◆ What you need to do
For the string "nose", work out how many lines of the data contain it and give that number with nothing added.

-------- Exercise materials

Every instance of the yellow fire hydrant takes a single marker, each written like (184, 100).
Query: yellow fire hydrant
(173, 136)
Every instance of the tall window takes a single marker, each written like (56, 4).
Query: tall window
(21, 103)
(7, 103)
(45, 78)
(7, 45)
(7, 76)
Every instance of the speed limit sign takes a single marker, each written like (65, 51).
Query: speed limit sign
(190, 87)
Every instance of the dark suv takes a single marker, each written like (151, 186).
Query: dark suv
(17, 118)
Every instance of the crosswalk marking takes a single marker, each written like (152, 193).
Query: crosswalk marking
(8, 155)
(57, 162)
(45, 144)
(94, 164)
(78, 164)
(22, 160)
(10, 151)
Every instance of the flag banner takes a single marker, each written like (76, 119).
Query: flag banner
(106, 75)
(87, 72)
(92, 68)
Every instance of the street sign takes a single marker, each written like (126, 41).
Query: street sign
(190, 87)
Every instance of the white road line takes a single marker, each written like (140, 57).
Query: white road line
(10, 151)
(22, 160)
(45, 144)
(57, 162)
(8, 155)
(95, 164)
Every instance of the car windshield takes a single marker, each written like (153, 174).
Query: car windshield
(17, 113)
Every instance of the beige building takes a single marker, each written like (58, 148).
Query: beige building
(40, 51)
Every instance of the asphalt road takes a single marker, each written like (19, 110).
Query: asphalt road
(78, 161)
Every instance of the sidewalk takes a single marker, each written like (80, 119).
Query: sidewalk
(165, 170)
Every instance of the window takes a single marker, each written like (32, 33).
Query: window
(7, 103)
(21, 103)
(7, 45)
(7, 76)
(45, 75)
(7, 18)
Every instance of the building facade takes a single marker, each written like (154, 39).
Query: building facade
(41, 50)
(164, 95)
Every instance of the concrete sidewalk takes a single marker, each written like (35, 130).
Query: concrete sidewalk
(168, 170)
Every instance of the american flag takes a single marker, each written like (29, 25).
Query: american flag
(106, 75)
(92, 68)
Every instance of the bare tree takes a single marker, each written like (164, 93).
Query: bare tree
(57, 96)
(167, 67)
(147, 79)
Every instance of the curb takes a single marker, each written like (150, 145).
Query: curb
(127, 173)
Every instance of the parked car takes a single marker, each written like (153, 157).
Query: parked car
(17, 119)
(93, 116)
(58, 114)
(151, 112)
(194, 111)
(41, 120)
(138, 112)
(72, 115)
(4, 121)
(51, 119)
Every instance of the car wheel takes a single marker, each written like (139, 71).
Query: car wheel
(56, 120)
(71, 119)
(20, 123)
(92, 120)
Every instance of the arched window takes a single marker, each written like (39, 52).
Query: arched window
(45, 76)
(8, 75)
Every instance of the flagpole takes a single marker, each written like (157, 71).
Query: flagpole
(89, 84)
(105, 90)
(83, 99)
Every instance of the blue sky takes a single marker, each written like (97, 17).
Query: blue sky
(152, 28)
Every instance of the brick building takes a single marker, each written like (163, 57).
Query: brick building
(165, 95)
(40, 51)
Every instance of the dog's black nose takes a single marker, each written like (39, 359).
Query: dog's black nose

----------------

◆ Completed task
2